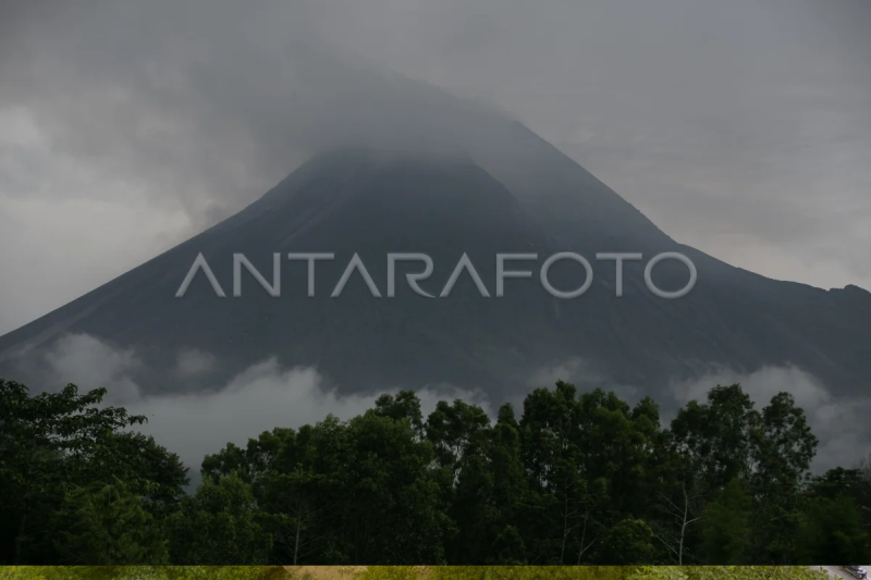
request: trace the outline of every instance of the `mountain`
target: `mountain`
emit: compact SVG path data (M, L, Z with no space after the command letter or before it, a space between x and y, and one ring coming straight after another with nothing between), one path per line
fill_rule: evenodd
M0 337L0 375L37 375L45 353L66 333L87 333L134 348L145 362L138 384L149 392L223 384L270 356L289 366L315 365L341 392L450 383L489 393L519 392L547 369L582 361L579 383L635 385L650 394L671 381L727 367L753 371L796 365L837 394L871 384L871 294L848 286L823 291L731 267L684 246L641 212L519 123L493 124L487 139L426 152L346 147L315 157L249 207L58 310ZM539 283L545 258L578 252L593 270L577 298L550 295ZM233 297L233 254L242 252L272 282L281 254L281 296L243 269ZM305 261L289 252L333 252L316 264L316 295L307 296ZM450 295L415 294L396 267L396 295L387 296L390 252L422 252L431 277L420 287L438 296L465 254L490 297L464 272ZM496 254L538 255L508 262L531 270L505 281L495 297ZM613 261L597 252L640 252L623 268L616 296ZM655 296L645 264L680 252L697 270L692 291ZM198 272L203 255L225 297ZM358 255L381 297L355 272L330 294ZM652 273L674 291L688 279L676 261ZM572 289L579 264L559 261L549 280ZM198 377L172 372L185 349L214 355ZM35 374L36 373L36 374Z

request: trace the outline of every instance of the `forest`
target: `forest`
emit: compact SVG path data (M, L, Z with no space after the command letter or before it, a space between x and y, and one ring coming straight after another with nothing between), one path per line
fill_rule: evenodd
M739 384L714 386L663 424L651 398L633 406L562 381L494 419L459 399L425 417L403 391L347 421L228 443L203 459L193 493L179 456L137 431L146 418L105 405L106 393L0 380L0 565L766 567L871 555L871 466L813 473L818 440L788 393L756 408Z

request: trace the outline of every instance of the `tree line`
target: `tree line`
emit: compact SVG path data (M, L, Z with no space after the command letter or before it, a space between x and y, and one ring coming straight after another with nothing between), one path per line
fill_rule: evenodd
M176 454L101 405L0 380L0 564L758 565L871 555L871 468L812 474L788 393L715 386L663 425L568 383L493 421L409 391L228 443L187 494Z

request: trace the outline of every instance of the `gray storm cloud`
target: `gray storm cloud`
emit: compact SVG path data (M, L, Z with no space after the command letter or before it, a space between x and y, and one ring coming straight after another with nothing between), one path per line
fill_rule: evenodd
M266 358L208 393L145 397L134 379L142 369L135 351L113 348L87 334L64 336L44 354L44 359L45 384L60 388L74 383L82 392L106 387L103 404L145 415L148 422L137 429L177 453L193 474L207 454L217 453L229 442L244 446L263 431L312 424L329 414L347 420L372 408L380 395L340 396L326 387L317 369L283 368L274 358ZM180 353L179 370L201 371L211 363L213 359L207 353ZM480 393L451 385L409 388L420 397L425 416L439 400L462 398L481 405L494 417L494 408Z
M871 452L871 429L867 421L871 398L834 398L817 378L797 367L766 367L752 373L721 370L676 383L674 395L680 405L689 400L704 402L712 386L736 383L750 395L757 409L762 409L777 393L786 392L795 397L820 440L814 470L849 468Z
M177 453L196 473L206 454L218 452L228 442L244 445L249 437L275 427L298 428L333 414L346 420L375 405L378 395L338 395L326 387L323 378L310 367L283 368L274 358L246 369L226 384L214 385L208 392L145 397L135 383L142 369L135 350L118 349L99 338L74 334L64 336L44 354L46 362L42 381L57 388L74 383L81 390L99 386L108 388L105 404L119 405L133 414L145 415L148 423L142 431ZM207 353L180 353L179 370L206 370L213 363ZM553 386L557 379L574 382L585 392L596 386L614 391L630 404L640 398L641 390L611 385L602 375L592 372L582 358L572 358L542 368L530 378L531 387ZM864 418L871 412L871 398L833 398L814 377L796 367L768 367L753 373L720 370L694 381L673 385L674 400L663 405L663 427L674 415L674 408L689 400L703 402L715 385L740 383L761 409L781 392L790 393L805 409L813 433L819 437L814 471L833 467L851 467L871 453L871 429ZM439 400L462 398L480 405L495 418L502 400L489 400L481 393L453 385L404 385L416 391L425 416ZM395 393L400 387L384 392ZM523 400L514 399L515 409Z
M0 243L20 249L0 256L0 333L237 211L314 150L436 148L484 109L679 242L871 286L868 23L864 0L7 0Z

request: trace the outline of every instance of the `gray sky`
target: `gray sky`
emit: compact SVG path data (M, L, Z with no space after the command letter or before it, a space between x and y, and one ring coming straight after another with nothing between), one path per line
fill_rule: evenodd
M324 54L495 103L735 266L871 288L869 26L867 0L3 0L0 334L342 127L436 110Z

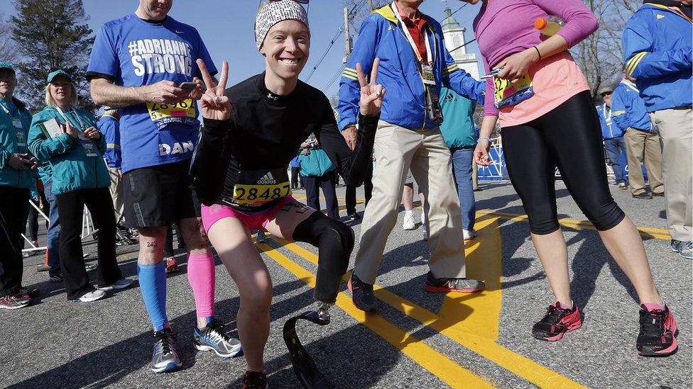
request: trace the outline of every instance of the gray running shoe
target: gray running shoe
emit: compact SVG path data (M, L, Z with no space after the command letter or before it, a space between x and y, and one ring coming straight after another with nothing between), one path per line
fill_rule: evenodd
M164 328L154 332L154 351L152 352L152 371L166 373L180 368L182 363L175 352L173 330Z
M486 287L484 281L471 278L437 278L429 271L424 288L427 292L460 292L471 293L480 292Z
M192 335L195 349L201 351L214 351L221 358L231 358L241 352L241 342L227 335L224 326L215 319L202 329L196 326Z

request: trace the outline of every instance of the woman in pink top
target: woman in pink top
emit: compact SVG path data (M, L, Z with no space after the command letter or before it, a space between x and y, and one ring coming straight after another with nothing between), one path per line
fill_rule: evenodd
M535 20L547 15L566 22L550 38L534 28ZM533 335L555 341L582 325L571 298L567 248L557 218L557 167L570 194L638 293L638 353L673 354L676 321L655 287L638 230L609 192L589 87L567 51L596 30L594 15L579 0L484 0L474 26L486 72L501 69L487 80L474 157L481 165L489 164L489 136L500 118L508 172L529 217L532 242L556 298L534 325Z

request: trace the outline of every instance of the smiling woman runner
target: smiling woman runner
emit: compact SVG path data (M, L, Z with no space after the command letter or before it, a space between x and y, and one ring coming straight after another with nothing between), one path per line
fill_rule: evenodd
M272 300L270 274L249 230L264 228L317 246L315 298L323 312L324 304L334 303L354 232L291 197L287 167L313 133L346 181L360 185L385 94L376 84L376 59L370 83L359 72L359 144L351 152L327 98L298 80L310 42L305 10L293 0L270 2L258 12L255 28L264 72L224 91L226 61L218 86L198 61L207 90L200 103L204 126L192 167L204 229L240 293L238 329L248 362L244 388L266 385L263 352Z
M534 27L547 16L565 21L550 37ZM676 320L655 287L638 230L609 192L589 86L567 51L597 29L594 16L579 0L484 0L474 27L486 72L498 71L487 81L486 96L495 101L486 100L474 157L479 164L489 164L489 137L500 118L508 173L555 296L532 334L557 341L582 325L571 299L568 252L557 218L557 167L568 191L638 293L638 354L673 354ZM621 317L606 319L621 327Z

= = = = = = =

Required work
From the listing above, print every entry precisely and drop the pictures.

Correct answer
request: trace the outline of every instance of the `mountain`
target: `mountain`
emit: compact SVG path data (M, L, Z with no space after the command letter or before it, a space between x and y, and one ring coming straight after another with nothing between), one path per line
fill_rule: evenodd
M0 337L0 375L37 375L45 353L66 333L87 333L134 348L145 362L138 384L149 392L223 384L270 356L289 366L315 365L341 392L450 383L489 393L519 392L547 369L582 361L579 383L635 385L650 394L671 381L727 367L753 371L796 365L837 394L871 384L871 294L848 286L823 291L731 267L684 246L641 212L519 123L493 124L487 139L426 152L346 147L315 157L249 207L58 310ZM539 283L545 258L578 252L593 270L577 298L550 295ZM233 297L233 254L242 252L272 282L281 254L281 296L243 269ZM305 261L289 252L333 252L316 264L316 295L307 296ZM450 295L415 294L396 267L396 295L387 296L390 252L422 252L431 277L420 287L438 296L465 254L490 297L464 272ZM496 254L538 255L508 262L531 270L505 281L495 297ZM613 261L597 252L640 252L623 268L616 296ZM655 296L645 264L680 252L697 270L692 291ZM198 272L203 255L225 297ZM358 255L381 297L355 272L330 294ZM652 273L674 291L688 279L676 261ZM572 289L579 264L559 261L549 280ZM198 377L172 372L185 349L214 355ZM35 374L36 373L36 374Z

request: trace the outline of every instance of the `forest`
target: `forest`
emit: compact SVG path data (M, L, Z with no space after the command letter or before it, a space between x and y, and one ring coming straight after another with nothing between), one path per line
fill_rule: evenodd
M739 384L714 386L663 424L651 398L633 406L562 381L494 419L459 399L425 417L403 391L347 421L228 443L203 459L193 493L179 456L137 431L146 418L105 405L106 393L0 380L0 565L766 567L871 555L871 466L813 473L818 440L788 393L756 408Z

request: trace the outline of every instance of the `tree line`
target: `tree line`
emit: compact SVG path data (M, L, Z with no space after the command letter or before it, a space between x and y, and one ring coming straight after another with nothing between), one path per line
fill_rule: evenodd
M176 454L101 405L0 380L0 564L758 565L871 555L871 468L812 474L788 393L715 386L663 425L568 383L493 421L409 391L228 443L187 494Z

request: trace the outline of every instance of the `gray storm cloud`
target: `gray storm cloud`
emit: compact SVG path data (M, L, Z with no space after the command letter or before it, a space between x and y, and one ring coming straight after another with nothing between), one path per line
fill_rule: evenodd
M266 358L208 393L145 397L134 379L142 369L135 351L113 348L87 334L64 336L44 354L44 359L45 384L60 388L74 383L82 392L106 387L103 404L145 415L148 422L137 429L177 453L193 474L207 454L217 453L229 442L244 446L263 431L312 424L329 414L347 420L372 408L380 395L340 396L326 387L317 369L283 368L274 358ZM180 353L179 370L201 371L211 363L213 359L207 353ZM480 393L451 385L409 388L420 397L425 416L439 400L462 398L481 405L494 417L494 408Z
M871 452L871 429L867 421L871 398L834 398L817 378L797 367L766 367L752 373L721 370L676 383L674 395L680 405L689 400L704 402L712 386L736 383L750 395L757 409L762 409L777 393L786 392L795 397L820 440L814 470L849 468Z
M177 453L196 473L206 454L218 452L228 442L244 445L249 437L275 427L298 428L333 414L346 420L375 405L378 395L338 395L326 387L323 378L310 367L283 368L274 358L246 369L226 384L214 385L208 392L145 397L135 383L142 369L135 350L118 349L99 338L74 334L64 336L44 354L46 362L42 381L57 388L74 383L81 390L99 386L108 388L105 404L119 405L133 414L145 415L148 423L142 431ZM207 353L180 353L179 370L206 370L213 363ZM553 386L557 379L574 382L585 392L596 386L614 391L630 404L640 398L641 390L611 385L602 375L592 372L582 358L572 358L542 368L530 378L531 387ZM864 418L871 412L871 398L833 398L814 377L796 367L768 367L753 373L720 370L694 381L673 385L674 400L663 405L663 427L674 415L674 408L689 400L703 402L715 385L740 383L761 409L781 392L790 393L805 409L813 433L819 437L814 471L833 467L851 467L871 453L871 429ZM439 400L462 398L480 405L495 418L502 400L489 400L481 393L453 385L404 385L416 391L425 416ZM395 393L400 387L384 392ZM523 400L514 399L515 409Z
M0 243L20 249L0 256L0 333L237 211L314 150L436 148L484 109L679 242L871 286L868 23L864 0L7 0Z

request: trace the outline of every instance of the `gray sky`
target: `gray sky`
emit: compact SVG path data (M, L, Z with no space after the command letter or before it, a space between x and y, and one ring coming straight after another with nothing between), one path per line
fill_rule: evenodd
M324 54L495 103L735 266L871 288L869 26L867 0L3 0L0 334L342 127L436 110Z

request: trace the outline of every instance of the gray running shoe
target: gray running shoe
emit: compact SVG path data (M, L, Z with no space after the command letter or before it, a space between x and y, and one ring coming straight after another with nothing between), one path per line
fill_rule: evenodd
M164 328L154 332L154 351L152 352L152 371L166 373L180 368L182 363L175 352L173 330Z
M486 287L484 281L471 278L437 278L429 271L424 288L427 292L460 292L471 293L480 292Z
M192 335L195 349L201 351L214 351L221 358L231 358L241 352L241 342L227 335L224 326L215 319L202 329L196 326Z

request: trace the outline of every instance of the woman in pink top
target: woman in pink top
emit: compact SVG path data (M, L, Z with no space after the command letter or before it, a space between x and y, and one ring coming straight after another with nothing between), one path per line
fill_rule: evenodd
M535 20L547 15L566 22L550 38L534 28ZM533 335L555 341L582 325L571 298L567 248L557 218L557 167L570 194L638 293L638 353L673 354L676 321L655 287L638 230L609 192L589 87L567 51L596 30L594 15L579 0L484 0L474 26L486 72L501 69L487 80L474 157L481 165L489 164L489 136L500 118L508 172L529 217L532 242L556 298L534 325Z

request: trace the outline of every instance of the smiling woman runner
target: smiling woman runner
emit: compact SVG path data (M, L, Z with no space after the command letter or before it, a space between x and y, and one ring coming straight after another with nothing between), one path per line
fill_rule: evenodd
M272 300L270 274L249 230L264 228L317 246L315 298L323 312L324 304L334 303L354 232L291 197L287 167L313 133L346 181L360 185L385 94L376 84L376 59L370 83L359 72L359 144L351 152L327 98L298 80L310 42L305 10L293 0L270 2L258 12L255 28L264 72L224 91L226 61L218 86L198 61L207 90L200 103L204 126L192 167L204 229L240 293L238 329L248 362L244 388L266 385L263 352Z
M534 27L547 16L565 21L550 37ZM676 320L655 287L638 230L609 192L589 86L567 51L597 29L594 16L579 0L484 0L474 27L486 72L498 71L487 81L486 96L495 101L486 100L474 157L479 164L489 164L489 137L500 118L508 173L555 296L532 334L557 341L582 325L571 299L568 252L557 218L557 167L568 191L638 293L638 354L673 354ZM621 317L606 319L621 327Z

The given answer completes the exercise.